### Text block

More than 3,500 US institutions of United States of America offer aspirants an amazing range of options.
The country’s USP
The United States of America is a land of opportunities. One of the advantages of the US higher educational system is the amazing range of options offered by over 3,500 colleges and universities.
These vary with programmes that differ in various ways, the choices of academic and research programmes, types of institutions, size, cost, diversity in student bodies, selectivity, campus ambience to location. US universities boast world-class faculty, quality programmes, latest technology and equipment and cutting-edge research. Moreover, the choice of courses is flexible.
According to the US Educational Foundation in India (USEFI), "US institutions are known for their generous award of financial assistance to international students." Also, institutions provide support systems to these youngsters as each campus hosts an International Students' Office and a Foreign Student Adviser.
International students can gain from internships, Optional Practical Training or Curricular Practical Training. Studying in the US also presents a chance to appreciate diverse cultures and social experiences that around 5,00,000 international students bring to campus.
Indians are the biggest contingent of foreign students in the US. But lately, due to different causes, there has been a 4.9 per cent slump — from 80,466 in 2004-05 to 76,503 in 2005-06 — in their ranks.
Hot for what?
Engineering, MBA and Computer Sciences are still the hot favourites among Indian students. There is, however, considerable growing interest in Biological Sciences, Health, Art, Economics, media and entertainment studies, Law and Aviation. Top institutes in terms of highest enrolment of Indian students:.
University of Southern California. Purdue University. SUNY Buffalo. Illinois Institute of Technology. University of Texas at Arlington These lead the list of institutions with about 900 to 1500 Indian students.
For those wishing to take up higher education in the United States, here's some information on how to get the ball rolling…
Session commences: entry dates vary from one institution to another and from one department to another. Standard admission is made for the fall session, which usually starts in August/September.
Optional entry can be in January/February (Spring). Occasionally, you may find programmes for which candidates are admitted in the winter quarter (November/December) and in summer (May/June).
When to apply: for the Fall 2008 session, apply anytime from November to March 2008.
How to apply: send your application along with required additional documents such as academic credentials, writing samples, recommendation letters, professional resume and interest essay to the selected institutions.
Prospective undergraduate (UG) students should apply to 10-15 institutions and Masters aspirants from eight to 10 and doctoral candidates from six to eight. Deadline: for the Fall semester, application deadlines are usually from November of the preceding year to February 1 of the year admission is sought.

######

# What you need to do:
a) Copy the stretch of the passage on studying in the US from "For those wishing" through "to March 2008.".
b) Write what comes next in the passage on studying in the US, picking up after its final sentence.
The records that follow were taken from a separate source.

### Given information

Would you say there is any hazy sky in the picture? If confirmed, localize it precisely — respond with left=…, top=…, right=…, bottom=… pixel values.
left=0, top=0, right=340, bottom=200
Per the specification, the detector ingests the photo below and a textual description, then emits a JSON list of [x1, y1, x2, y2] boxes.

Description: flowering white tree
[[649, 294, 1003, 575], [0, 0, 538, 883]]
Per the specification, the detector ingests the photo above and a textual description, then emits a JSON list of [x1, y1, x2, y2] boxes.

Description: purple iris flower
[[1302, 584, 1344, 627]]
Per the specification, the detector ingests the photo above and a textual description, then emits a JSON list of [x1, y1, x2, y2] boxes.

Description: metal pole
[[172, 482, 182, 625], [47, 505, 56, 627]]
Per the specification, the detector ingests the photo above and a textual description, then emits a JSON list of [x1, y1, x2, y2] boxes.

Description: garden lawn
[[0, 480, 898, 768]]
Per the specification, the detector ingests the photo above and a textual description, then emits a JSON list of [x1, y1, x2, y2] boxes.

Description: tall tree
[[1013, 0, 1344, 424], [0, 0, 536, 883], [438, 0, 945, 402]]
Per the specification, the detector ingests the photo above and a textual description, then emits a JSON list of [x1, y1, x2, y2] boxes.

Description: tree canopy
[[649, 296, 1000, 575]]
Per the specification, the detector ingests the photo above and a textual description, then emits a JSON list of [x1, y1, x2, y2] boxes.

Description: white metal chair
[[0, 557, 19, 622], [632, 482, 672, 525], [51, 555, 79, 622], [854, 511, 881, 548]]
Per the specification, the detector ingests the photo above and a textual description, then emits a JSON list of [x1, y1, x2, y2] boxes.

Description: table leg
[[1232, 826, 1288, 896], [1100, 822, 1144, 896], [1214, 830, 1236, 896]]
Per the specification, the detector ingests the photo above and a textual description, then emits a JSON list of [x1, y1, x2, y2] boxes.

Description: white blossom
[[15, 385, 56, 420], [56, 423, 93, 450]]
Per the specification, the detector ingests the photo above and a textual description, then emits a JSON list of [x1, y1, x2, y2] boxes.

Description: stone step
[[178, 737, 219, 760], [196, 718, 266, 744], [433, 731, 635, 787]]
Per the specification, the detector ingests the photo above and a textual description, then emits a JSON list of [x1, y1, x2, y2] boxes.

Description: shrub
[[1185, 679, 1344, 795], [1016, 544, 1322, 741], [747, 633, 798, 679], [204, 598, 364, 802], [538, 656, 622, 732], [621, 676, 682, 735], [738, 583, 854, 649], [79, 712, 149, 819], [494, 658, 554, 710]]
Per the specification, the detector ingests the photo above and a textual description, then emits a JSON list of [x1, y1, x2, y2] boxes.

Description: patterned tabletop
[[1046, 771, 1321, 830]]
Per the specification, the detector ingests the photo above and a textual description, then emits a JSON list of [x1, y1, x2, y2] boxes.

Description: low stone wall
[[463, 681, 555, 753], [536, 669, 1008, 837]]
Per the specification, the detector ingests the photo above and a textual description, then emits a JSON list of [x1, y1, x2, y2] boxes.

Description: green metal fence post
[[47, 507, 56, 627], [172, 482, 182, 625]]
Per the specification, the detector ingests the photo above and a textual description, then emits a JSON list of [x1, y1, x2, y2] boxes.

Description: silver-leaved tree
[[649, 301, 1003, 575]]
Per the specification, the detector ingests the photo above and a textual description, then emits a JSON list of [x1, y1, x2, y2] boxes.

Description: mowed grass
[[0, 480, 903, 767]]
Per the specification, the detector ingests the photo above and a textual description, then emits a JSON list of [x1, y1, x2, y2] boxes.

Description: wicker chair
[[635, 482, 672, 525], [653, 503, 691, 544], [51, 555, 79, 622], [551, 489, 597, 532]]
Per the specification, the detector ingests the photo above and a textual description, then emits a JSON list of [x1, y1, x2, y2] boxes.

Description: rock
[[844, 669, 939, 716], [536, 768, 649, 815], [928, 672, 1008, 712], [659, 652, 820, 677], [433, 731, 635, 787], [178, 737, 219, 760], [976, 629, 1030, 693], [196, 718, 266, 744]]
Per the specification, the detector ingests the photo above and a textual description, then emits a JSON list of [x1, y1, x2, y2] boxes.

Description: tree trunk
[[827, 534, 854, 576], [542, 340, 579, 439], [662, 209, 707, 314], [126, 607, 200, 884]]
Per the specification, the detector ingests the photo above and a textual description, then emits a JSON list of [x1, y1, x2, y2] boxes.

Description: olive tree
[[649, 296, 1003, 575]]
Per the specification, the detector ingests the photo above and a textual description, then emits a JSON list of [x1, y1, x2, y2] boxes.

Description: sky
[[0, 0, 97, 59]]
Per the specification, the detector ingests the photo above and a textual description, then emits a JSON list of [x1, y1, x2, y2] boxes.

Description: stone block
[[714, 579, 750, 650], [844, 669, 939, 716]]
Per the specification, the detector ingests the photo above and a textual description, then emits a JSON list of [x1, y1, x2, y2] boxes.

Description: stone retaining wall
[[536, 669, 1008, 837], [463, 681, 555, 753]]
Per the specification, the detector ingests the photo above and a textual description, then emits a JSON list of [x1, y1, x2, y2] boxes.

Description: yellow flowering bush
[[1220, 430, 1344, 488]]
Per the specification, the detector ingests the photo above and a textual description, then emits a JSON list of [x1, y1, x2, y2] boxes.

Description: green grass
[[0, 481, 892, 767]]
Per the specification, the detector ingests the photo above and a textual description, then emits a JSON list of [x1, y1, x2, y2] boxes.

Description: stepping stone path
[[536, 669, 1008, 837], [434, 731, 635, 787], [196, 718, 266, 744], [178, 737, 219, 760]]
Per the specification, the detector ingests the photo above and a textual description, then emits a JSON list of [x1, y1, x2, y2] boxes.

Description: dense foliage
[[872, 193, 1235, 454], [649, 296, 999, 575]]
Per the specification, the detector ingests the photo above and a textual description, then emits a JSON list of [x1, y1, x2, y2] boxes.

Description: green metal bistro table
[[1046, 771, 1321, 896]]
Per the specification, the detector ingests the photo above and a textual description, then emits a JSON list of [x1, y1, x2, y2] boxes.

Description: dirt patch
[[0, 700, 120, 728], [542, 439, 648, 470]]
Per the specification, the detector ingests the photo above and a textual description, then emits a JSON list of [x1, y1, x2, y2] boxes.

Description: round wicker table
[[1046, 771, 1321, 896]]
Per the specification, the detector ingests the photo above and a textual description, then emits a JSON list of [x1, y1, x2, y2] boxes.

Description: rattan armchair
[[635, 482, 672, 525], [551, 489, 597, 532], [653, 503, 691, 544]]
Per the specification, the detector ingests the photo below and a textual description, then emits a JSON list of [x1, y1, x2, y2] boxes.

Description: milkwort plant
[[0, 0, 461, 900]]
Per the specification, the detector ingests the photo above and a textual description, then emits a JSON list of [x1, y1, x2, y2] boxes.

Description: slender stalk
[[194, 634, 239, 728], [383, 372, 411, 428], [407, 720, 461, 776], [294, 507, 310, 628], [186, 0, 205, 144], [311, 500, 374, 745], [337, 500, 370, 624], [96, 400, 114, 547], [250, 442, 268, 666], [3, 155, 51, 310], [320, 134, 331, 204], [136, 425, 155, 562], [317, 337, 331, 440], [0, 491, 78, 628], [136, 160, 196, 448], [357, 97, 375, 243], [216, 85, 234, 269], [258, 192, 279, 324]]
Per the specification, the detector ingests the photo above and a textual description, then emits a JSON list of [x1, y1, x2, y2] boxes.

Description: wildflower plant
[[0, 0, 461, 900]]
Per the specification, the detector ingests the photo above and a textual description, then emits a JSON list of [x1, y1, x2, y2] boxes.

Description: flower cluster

######

# Answers for each item:
a)
For those wishing to take up higher education in the United States, here's some information on how to get the ball rolling…
Session commences: entry dates vary from one institution to another and from one department to another. Standard admission is made for the fall session, which usually starts in August/September.
Optional entry can be in January/February (Spring). Occasionally, you may find programmes for which candidates are admitted in the winter quarter (November/December) and in summer (May/June).
When to apply: for the Fall 2008 session, apply anytime from November to March 2008.

b)
For Spring admissions, application deadlines range from July to October of the previous calendar year.
Application processing time: institutions send admission decisions from April 1 to June/ July.
Application docket: US universities usually provide a checklist of all the documents that are required with applications. Include a cover note detailing what all is enclosed and in what order. If a specific, necessary document is not attached, explain in the note why it is not there and by what date it will be dispatched.
Overall, the Statement of Purpose (SOP) or the college essay should tell the admission committee about yourself and what sets you apart from the rest.
Spell out your academic or career goals clearly. Give an objective assessment of your expectations and the institute's strengths, and say if the two complement each other and so on.
Standardised test scores: there are no qualifying tests in the strict sense but general requirements include a Test of English as a Foreign Language (www.toefl.org) score to demonstrate adequate proficiency in English.
For UG aspirants, SAT I ( Scholastic Aptitude Test; www.sat.org) is more or less mandatory whereas SAT II (subject tests) are required by selective schools and programmes and are also useful while applying for financial aid. For graduate aspirants in non-professional fields, Graduate Record Examinationsand A-GRE (Subject Tests; www.gre.org), and Graduate Management Admission Test (www.gmat.org) for admission to business schools.
For the Fall entry, take the tests anytime from May to October a year before.
Tuition fee: the average tuition fee is US$12,000 a year.
Cost of living: the estimated, average cost of living is US$8,000. The cost (tuition charges plus living expenses) varies from US$20,000 to US$50,000 and depends on the type and the location of a college.
Scholarships: colleges and universities offer fellowships, scholarships and tuition fee waivers. USEFI too, grants fellowships. Besides, assistantships and internships are available.
Accommodation: some colleges are residential especially for the freshman class. In general, all US institutions offer on-campus as well as off-campus housing.
Part-time jobs: international students, with F1 visas, are allowed to work for up to 20 hours a week on campus, for the first nine months. After this period, they may do off campus jobs.
During the vacations, they can work as long as 40 hours a week.
Student visa: an F1 student visa is valid till one retains full-time student status. For the Fall 2007 intake, apply for the visa in May or August the same year.
Job opportunities: the Optional Practical Training enables foreign graduates, on completing their programmes, to work up to a year on an F1 student visa in the US. Institutions generally offer career placement services that include advising, counselling, job fairs, training for interviews and resume building.